_Requirements_
Format the data as a JSON list of strings, one per line with blank lines omitted, starting with the line containing "For every instance of the orange" and going on through the last line of the data.

_Provided records_

——————————

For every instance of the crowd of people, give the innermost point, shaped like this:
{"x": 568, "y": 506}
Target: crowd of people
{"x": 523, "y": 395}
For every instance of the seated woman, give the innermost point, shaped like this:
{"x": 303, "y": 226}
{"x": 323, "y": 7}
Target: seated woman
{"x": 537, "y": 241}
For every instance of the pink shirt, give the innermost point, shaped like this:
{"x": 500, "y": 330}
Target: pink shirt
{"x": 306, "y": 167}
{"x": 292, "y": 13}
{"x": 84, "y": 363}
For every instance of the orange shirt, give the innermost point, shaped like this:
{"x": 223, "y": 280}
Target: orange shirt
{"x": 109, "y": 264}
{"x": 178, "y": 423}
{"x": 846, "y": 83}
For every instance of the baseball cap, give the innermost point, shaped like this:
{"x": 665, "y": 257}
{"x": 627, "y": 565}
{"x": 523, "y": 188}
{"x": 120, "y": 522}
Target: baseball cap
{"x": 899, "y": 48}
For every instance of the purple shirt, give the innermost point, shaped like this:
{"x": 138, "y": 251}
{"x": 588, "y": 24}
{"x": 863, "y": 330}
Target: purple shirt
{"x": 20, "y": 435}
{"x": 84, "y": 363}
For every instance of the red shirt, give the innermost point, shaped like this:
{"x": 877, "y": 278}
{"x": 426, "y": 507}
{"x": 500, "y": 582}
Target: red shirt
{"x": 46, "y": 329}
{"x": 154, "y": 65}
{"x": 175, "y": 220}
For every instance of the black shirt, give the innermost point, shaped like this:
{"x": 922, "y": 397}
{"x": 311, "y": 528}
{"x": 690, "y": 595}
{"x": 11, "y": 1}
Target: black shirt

——————————

_Exercise response_
[
  "For every instance of the orange shirt, give the innermost point, shaped like this:",
  "{\"x\": 223, \"y\": 280}",
  "Target: orange shirt",
  "{\"x\": 109, \"y\": 264}",
  "{\"x\": 178, \"y\": 423}",
  "{\"x\": 846, \"y\": 83}",
  "For every instance of the baseball cap, give the innermost point, shaped like this:",
  "{\"x\": 665, \"y\": 257}",
  "{\"x\": 627, \"y\": 565}",
  "{\"x\": 523, \"y\": 188}",
  "{\"x\": 120, \"y\": 522}",
  "Target: baseball cap",
  "{\"x\": 899, \"y\": 48}",
  "For every instance of the purple shirt, give the innermost point, shaped like this:",
  "{\"x\": 138, \"y\": 251}",
  "{\"x\": 588, \"y\": 24}",
  "{\"x\": 863, \"y\": 330}",
  "Target: purple shirt",
  "{\"x\": 20, \"y\": 435}",
  "{\"x\": 84, \"y\": 363}",
  "For every instance of the red shirt, give the innermost point, shaped like this:",
  "{\"x\": 877, \"y\": 278}",
  "{\"x\": 426, \"y\": 507}",
  "{\"x\": 500, \"y\": 582}",
  "Target: red shirt",
  "{\"x\": 46, \"y\": 329}",
  "{\"x\": 154, \"y\": 65}",
  "{\"x\": 175, \"y\": 220}",
  "For every instance of the black shirt, give the innermost point, shaped like this:",
  "{\"x\": 922, \"y\": 397}",
  "{\"x\": 311, \"y\": 528}",
  "{\"x\": 690, \"y\": 595}",
  "{\"x\": 11, \"y\": 1}",
  "Target: black shirt"
]